- [Reading passage]:
'''

Friday 20 November 2020

The Final Mistake

 

This time yesterday, I was anxious but still hopeful. I needed a win. It’s been a shitty year in so many ways for everyone, but also for me personally. Getting the ending I wanted on a TV show wasn’t going to get me mobile again, but it would have given me a reason to smile. Instead, today, I feel sad, I feel let down, I feel grief, I feel anger and frustration. I feel like someone took something else away from me. Those of you who have ever been invested in a TV show or a film franchise will understand this feeling.

I came to Supernatural in the middle of season six. I was part of the Doctor Who fandom, had found friends in it. Series six of DW stared a character called Canton Everett Delaware III in the first two episode played by Mark Sheppard. My DW friends also watched Supernatural and said he played a demon called Crowley in the show. I caught up those seasons quickly. I loved Crowley, and the brothers, Dean especially, but along the way, I found Castiel.

'''

- [Records]:
'''

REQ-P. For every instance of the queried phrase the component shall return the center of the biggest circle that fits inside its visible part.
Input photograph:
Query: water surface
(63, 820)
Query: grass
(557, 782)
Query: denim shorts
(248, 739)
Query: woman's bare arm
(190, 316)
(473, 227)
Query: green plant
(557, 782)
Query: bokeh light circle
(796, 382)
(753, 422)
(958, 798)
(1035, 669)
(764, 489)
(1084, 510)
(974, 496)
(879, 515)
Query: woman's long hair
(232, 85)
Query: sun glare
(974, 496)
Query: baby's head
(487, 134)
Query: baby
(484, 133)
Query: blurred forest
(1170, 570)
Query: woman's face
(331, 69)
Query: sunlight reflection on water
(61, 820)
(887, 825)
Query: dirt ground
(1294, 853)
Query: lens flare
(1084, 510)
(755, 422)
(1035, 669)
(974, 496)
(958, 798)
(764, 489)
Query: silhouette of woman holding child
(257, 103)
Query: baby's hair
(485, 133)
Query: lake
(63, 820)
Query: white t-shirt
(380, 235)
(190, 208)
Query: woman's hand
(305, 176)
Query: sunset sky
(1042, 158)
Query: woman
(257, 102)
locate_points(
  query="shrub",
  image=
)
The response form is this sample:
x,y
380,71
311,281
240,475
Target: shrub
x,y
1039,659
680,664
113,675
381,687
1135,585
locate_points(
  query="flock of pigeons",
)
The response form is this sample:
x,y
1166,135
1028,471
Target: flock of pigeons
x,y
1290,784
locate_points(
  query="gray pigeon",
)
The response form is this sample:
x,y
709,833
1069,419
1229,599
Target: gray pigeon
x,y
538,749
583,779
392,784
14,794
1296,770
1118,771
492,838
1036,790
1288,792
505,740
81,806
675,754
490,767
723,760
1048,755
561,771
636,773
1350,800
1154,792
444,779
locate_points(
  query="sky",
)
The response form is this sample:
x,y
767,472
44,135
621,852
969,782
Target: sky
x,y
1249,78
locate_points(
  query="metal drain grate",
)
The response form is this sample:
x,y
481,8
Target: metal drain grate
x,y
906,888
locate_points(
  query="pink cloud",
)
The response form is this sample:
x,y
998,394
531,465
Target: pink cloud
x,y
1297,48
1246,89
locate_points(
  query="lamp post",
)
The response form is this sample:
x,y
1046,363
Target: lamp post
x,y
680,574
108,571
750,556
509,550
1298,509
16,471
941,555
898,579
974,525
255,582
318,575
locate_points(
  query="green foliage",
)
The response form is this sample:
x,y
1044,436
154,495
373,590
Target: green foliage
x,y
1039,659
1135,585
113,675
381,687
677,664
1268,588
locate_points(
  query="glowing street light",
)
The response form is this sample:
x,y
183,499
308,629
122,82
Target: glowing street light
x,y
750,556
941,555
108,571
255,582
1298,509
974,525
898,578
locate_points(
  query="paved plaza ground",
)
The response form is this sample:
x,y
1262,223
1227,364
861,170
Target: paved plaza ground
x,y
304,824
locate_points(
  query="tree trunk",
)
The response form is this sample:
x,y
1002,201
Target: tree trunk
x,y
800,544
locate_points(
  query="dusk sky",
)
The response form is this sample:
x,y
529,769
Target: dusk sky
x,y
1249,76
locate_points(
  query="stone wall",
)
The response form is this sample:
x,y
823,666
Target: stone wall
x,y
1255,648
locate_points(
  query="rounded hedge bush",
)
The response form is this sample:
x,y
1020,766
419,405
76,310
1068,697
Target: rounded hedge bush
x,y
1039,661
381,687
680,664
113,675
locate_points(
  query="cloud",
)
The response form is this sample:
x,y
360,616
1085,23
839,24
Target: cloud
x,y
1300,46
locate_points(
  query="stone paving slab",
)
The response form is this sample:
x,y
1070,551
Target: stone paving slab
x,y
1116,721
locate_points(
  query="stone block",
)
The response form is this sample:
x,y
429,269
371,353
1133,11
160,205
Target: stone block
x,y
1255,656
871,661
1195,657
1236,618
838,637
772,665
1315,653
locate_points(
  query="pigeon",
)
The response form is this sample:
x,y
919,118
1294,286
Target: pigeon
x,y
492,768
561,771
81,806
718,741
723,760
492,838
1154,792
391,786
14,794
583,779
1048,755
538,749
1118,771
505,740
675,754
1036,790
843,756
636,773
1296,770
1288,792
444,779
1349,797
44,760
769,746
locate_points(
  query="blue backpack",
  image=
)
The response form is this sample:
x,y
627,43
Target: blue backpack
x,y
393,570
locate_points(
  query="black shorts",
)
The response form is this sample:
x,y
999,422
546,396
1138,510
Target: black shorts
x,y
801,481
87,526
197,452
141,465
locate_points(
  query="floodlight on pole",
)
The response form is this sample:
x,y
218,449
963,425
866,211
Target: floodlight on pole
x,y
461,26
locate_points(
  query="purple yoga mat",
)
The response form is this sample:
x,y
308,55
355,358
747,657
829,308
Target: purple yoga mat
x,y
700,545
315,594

'''

List every fictional character the Supernatural blog post names.

Canton Everett Delaware III
Crowley
Dean
Castiel